→ Exercise brief: Copy every one of the items below word for word, in the order given.
-- BEGIN --
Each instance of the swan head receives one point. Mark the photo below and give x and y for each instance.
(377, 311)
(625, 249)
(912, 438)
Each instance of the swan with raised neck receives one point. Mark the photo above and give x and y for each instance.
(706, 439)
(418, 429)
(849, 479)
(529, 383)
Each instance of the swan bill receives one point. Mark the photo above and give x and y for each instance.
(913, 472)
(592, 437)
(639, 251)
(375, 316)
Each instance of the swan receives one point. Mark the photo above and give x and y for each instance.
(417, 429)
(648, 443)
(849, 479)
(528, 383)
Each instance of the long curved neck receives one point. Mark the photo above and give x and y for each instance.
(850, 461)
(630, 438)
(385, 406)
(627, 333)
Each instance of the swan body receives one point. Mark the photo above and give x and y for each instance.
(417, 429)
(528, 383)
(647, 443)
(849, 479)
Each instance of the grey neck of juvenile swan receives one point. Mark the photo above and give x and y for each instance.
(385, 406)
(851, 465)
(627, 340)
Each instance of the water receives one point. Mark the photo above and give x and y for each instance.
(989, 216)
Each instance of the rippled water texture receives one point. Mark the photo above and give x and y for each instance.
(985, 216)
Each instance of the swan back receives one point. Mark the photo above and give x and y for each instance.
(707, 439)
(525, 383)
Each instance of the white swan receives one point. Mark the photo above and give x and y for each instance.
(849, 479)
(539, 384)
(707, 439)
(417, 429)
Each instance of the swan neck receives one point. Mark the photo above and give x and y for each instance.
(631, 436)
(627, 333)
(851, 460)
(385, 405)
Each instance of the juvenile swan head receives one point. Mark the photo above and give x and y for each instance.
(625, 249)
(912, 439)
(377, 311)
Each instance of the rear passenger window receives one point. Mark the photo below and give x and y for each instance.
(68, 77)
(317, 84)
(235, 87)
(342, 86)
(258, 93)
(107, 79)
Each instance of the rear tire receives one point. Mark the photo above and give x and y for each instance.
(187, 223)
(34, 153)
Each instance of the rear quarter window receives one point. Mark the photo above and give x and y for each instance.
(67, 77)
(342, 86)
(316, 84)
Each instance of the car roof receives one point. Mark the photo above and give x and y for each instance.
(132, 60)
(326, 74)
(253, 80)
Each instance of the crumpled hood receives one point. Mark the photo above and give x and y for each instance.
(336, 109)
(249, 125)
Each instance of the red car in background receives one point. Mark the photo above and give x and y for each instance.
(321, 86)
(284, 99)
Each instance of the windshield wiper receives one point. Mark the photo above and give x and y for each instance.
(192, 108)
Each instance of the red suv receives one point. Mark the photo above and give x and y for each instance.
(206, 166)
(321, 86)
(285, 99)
-- END --
→ Output of the task:
Each instance of the swan head receives one point. Mark the photo below and give x and y for each instance.
(377, 311)
(625, 249)
(912, 438)
Each instance of the swan with raised neck receives one point. Mark the photo above and give x and y for each instance.
(706, 439)
(418, 429)
(849, 479)
(529, 383)
Each instance of the swan bill receives one point. Mark the photo above and give x and y for each instance.
(913, 472)
(592, 437)
(639, 251)
(375, 316)
Each instance of the swan receives one point. Mark the photo above and give x and y for each instance.
(417, 429)
(648, 443)
(849, 479)
(528, 383)
Each instance of the long curved neck receives one point. Mark the photo above and give x and y for each instance.
(850, 461)
(630, 438)
(385, 406)
(627, 333)
Each instance of the swan body receives one point. Mark the photo above and give x and y for each instance.
(417, 429)
(528, 383)
(647, 443)
(849, 479)
Each instance of the grey neck of juvenile swan receives one point. Mark the photo above and give x and y for each instance.
(385, 406)
(851, 465)
(627, 340)
Each instance of the water receives one point. Mark the photo above and give x and y for each instance.
(989, 216)
Each instance of the rippled water texture receives one point. Mark the photo above and give x and y for each instance.
(985, 216)
Each instance of the swan back receives one point. Mark the photo above and give x and y for each instance.
(707, 439)
(525, 383)
Each instance of the white swan receives one point. Mark the photo above and give x and y for each instance.
(849, 479)
(539, 384)
(707, 439)
(417, 429)
Each instance of the swan neck receives one point. Mark the photo above and give x and y for each instance.
(631, 436)
(627, 333)
(851, 460)
(385, 405)
Each instance of the juvenile swan head receives one point. Mark the photo above and give x and y for each instance.
(625, 249)
(912, 439)
(377, 311)
Each instance of the rear passenger window receives one point. Mark the photo below and give x and y for each instance.
(68, 77)
(317, 84)
(235, 87)
(342, 86)
(258, 93)
(107, 79)
Each instance of the rear tire receives one point. Mark the photo above and give x and y for each instance.
(187, 223)
(34, 153)
Each instance of the rear quarter window receives one point. Mark the photo above and give x and y for each instance.
(67, 77)
(342, 86)
(316, 84)
Each instance of the car roof receives one point. Mark the photo above and give x and y for each instance.
(132, 60)
(326, 74)
(253, 80)
Each instance of the crumpled hood receives one point. Mark the photo above and give x and y for each instance.
(336, 109)
(249, 125)
Each instance of the red car in background receives one point. Mark the photo above and give x and y for each instance.
(321, 86)
(284, 99)
Each instance of the windshield wiper receives one point. Mark the photo above and give x and y for each instance.
(192, 108)
Each instance of the red suv receives one point. Mark the photo above and give x and y for each instance.
(206, 166)
(321, 86)
(285, 99)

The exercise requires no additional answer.